--- YOUR INSTRUCTIONS ---
In the lines below, find the one that contains "Mark each instance of the turtle shell" and write it out exactly, along with every line that follows it.

[start]

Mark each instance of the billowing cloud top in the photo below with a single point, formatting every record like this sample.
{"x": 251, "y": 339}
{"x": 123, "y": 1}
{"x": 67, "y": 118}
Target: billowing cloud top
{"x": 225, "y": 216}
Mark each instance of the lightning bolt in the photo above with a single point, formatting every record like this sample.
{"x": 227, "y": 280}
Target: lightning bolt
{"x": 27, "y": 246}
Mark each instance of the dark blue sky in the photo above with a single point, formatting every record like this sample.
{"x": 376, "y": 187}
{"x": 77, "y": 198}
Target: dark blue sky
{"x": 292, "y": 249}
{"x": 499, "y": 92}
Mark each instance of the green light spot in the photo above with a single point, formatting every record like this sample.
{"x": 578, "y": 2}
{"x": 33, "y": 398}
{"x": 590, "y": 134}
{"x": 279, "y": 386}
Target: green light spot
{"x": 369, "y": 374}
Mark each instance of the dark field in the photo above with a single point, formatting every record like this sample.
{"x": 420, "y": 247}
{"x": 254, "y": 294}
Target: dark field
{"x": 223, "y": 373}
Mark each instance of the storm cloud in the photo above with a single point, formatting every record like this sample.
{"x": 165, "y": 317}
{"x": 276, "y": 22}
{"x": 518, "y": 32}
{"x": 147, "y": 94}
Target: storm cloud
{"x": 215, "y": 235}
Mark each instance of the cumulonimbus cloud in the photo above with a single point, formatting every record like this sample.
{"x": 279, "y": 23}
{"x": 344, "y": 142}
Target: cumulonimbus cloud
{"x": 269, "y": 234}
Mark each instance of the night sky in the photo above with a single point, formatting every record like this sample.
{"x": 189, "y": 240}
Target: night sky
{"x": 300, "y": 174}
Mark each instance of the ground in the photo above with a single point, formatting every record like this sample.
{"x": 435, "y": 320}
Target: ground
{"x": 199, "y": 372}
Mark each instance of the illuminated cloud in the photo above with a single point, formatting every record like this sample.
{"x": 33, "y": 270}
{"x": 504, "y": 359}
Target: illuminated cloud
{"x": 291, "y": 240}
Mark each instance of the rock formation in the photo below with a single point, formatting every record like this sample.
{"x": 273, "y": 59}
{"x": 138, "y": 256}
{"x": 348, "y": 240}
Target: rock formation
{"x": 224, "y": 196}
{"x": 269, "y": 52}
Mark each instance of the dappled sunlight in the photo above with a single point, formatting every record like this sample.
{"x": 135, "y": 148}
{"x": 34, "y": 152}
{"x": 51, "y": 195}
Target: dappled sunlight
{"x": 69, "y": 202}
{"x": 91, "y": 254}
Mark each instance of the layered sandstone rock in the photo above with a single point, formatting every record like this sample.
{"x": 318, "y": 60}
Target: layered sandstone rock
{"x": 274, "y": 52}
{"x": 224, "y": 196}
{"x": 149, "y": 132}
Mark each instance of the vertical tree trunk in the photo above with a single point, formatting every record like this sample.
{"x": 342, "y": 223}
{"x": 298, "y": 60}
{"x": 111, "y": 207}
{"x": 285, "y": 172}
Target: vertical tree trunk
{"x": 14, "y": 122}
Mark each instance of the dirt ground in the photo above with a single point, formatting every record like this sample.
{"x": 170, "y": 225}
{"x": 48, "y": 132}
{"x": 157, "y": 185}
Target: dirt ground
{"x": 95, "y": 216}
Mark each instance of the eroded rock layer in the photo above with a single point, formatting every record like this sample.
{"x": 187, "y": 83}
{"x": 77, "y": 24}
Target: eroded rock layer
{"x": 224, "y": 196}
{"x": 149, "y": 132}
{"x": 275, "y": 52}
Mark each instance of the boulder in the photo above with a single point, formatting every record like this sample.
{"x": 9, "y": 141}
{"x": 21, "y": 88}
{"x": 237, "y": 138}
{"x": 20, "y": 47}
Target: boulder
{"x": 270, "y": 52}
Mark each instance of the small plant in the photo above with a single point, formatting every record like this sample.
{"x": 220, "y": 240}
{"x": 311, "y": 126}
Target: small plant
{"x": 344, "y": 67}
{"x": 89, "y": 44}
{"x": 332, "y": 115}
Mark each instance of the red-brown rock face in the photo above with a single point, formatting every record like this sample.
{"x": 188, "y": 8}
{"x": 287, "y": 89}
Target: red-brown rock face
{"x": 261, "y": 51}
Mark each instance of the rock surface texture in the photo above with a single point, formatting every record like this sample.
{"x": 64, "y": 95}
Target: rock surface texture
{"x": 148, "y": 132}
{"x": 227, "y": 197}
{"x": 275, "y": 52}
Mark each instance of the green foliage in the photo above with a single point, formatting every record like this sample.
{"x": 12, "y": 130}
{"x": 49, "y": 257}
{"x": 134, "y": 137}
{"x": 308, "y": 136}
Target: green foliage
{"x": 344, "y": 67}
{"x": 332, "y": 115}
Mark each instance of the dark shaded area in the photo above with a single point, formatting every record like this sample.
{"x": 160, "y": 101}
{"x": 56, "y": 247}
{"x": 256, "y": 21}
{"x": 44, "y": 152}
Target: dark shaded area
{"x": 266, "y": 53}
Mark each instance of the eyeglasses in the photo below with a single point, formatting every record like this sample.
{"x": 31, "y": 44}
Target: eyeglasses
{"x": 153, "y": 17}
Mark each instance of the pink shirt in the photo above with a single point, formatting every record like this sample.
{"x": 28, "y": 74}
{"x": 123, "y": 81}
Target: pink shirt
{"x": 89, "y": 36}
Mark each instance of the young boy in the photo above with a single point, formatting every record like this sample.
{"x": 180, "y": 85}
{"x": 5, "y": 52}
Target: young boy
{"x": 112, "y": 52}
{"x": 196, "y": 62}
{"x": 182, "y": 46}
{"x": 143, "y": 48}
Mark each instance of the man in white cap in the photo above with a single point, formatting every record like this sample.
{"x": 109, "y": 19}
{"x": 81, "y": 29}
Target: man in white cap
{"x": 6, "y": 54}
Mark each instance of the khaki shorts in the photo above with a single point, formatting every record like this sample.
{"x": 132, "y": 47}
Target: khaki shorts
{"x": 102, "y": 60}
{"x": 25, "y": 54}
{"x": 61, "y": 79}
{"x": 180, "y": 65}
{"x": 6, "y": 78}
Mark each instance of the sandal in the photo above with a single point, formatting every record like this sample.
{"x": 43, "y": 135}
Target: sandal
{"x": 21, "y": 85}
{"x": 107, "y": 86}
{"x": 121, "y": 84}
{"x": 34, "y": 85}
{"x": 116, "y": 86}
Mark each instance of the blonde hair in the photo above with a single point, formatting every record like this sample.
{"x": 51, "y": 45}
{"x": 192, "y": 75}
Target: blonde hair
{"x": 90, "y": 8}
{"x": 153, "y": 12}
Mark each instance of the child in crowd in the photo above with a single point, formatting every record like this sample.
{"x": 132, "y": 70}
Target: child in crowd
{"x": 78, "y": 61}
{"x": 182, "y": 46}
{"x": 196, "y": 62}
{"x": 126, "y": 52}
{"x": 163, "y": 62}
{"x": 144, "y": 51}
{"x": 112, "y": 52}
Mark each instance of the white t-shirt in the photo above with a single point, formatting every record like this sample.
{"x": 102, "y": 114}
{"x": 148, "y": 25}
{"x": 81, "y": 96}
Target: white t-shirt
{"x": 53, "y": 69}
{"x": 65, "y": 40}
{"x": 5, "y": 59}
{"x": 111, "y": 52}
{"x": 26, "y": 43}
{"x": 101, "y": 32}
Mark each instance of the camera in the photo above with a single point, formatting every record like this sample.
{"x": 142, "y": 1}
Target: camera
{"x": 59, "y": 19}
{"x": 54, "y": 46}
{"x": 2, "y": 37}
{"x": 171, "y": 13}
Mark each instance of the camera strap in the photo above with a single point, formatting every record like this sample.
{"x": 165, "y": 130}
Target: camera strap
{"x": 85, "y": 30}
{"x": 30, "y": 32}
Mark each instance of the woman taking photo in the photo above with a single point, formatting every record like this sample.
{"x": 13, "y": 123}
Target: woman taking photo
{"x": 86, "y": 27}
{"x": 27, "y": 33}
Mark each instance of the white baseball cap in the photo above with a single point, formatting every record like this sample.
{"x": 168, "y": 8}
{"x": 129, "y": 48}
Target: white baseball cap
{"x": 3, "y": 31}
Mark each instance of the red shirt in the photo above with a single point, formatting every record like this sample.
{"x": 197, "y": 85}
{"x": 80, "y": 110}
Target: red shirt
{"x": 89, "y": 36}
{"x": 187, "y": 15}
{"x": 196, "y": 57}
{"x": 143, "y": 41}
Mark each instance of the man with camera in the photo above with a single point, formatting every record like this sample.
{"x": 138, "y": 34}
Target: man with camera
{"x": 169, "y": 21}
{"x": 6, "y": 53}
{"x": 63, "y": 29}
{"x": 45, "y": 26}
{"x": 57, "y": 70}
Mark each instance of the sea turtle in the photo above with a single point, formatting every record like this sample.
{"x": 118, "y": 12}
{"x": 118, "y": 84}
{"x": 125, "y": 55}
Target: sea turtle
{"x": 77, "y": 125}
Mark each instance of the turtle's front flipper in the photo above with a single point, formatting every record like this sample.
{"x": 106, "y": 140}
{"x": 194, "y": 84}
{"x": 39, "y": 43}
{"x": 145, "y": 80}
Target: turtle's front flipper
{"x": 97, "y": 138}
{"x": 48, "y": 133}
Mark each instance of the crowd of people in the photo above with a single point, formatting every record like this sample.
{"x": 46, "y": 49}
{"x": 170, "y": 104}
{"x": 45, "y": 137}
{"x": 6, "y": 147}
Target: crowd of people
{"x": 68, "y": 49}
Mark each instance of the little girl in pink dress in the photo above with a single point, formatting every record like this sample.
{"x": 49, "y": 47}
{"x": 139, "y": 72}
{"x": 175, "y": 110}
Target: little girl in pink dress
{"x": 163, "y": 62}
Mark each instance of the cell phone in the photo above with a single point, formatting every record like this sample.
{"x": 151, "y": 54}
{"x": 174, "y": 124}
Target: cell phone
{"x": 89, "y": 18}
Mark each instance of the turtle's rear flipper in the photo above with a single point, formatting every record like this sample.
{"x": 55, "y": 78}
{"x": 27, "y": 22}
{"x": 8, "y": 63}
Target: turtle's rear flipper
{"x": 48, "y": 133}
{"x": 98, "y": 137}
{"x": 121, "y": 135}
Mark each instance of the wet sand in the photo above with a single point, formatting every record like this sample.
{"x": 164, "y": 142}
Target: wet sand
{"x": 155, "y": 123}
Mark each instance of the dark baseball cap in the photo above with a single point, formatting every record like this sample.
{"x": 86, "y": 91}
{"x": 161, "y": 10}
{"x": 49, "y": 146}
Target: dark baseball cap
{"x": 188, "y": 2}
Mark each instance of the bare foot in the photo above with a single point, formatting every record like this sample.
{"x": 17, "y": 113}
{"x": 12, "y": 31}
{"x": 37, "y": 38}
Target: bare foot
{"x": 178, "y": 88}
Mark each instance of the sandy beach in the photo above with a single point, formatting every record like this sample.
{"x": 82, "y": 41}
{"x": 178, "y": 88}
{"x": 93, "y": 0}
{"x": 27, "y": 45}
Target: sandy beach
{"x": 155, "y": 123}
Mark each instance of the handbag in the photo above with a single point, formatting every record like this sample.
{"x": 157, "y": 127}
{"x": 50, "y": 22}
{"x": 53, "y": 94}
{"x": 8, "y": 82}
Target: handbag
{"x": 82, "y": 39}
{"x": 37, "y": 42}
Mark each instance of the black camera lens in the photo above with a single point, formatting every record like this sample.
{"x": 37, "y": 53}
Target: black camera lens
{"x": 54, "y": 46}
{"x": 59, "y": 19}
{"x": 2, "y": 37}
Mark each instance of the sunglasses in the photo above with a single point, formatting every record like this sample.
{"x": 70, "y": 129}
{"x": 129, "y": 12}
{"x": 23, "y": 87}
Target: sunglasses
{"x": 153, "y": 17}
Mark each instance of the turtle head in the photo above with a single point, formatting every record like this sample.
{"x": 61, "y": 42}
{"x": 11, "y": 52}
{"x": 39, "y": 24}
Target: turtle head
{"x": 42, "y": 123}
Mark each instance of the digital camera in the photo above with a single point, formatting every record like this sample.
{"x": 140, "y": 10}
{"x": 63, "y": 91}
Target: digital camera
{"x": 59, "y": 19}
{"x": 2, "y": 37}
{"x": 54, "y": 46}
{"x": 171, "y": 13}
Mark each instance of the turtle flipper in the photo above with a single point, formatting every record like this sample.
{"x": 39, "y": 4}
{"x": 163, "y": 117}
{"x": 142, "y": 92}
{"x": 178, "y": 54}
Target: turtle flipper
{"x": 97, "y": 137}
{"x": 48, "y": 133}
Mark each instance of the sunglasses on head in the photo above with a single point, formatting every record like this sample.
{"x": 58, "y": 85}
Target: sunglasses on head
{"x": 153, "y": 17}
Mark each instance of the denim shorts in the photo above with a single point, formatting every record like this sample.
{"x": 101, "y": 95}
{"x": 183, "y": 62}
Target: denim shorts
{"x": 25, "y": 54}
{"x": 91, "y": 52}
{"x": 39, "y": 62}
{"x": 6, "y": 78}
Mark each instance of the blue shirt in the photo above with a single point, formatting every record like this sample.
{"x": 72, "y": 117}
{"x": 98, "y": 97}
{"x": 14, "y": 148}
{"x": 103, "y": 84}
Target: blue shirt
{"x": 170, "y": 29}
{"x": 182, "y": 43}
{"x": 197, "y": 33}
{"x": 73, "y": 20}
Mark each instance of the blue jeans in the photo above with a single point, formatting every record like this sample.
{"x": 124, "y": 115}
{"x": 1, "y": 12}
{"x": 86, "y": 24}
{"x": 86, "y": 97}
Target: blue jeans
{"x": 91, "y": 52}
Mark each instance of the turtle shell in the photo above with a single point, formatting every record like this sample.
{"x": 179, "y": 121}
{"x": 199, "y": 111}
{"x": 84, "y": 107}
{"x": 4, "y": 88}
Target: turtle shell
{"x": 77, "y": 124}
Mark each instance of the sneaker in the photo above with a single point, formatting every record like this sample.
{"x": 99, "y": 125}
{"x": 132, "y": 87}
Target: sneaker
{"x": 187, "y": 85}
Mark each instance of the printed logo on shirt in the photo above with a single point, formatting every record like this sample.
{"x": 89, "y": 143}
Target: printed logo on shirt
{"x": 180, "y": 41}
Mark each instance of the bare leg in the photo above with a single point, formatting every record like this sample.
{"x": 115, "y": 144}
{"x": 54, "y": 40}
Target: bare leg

[end]

--- THE OUTPUT ---
Mark each instance of the turtle shell in the photo above with a single point, formatting every record like this sample.
{"x": 179, "y": 121}
{"x": 199, "y": 111}
{"x": 84, "y": 107}
{"x": 4, "y": 88}
Target: turtle shell
{"x": 77, "y": 124}
Mark each instance of the sneaker in the photo above with a single point, formatting every record like this sample.
{"x": 99, "y": 125}
{"x": 132, "y": 87}
Target: sneaker
{"x": 187, "y": 85}
Mark each instance of the printed logo on shirt in the photo above with a single point, formatting every record like this sample.
{"x": 89, "y": 143}
Target: printed logo on shirt
{"x": 180, "y": 41}
Mark each instance of the bare leg in the photo above with a single point, formatting every record like this sample.
{"x": 115, "y": 144}
{"x": 54, "y": 40}
Target: bare leg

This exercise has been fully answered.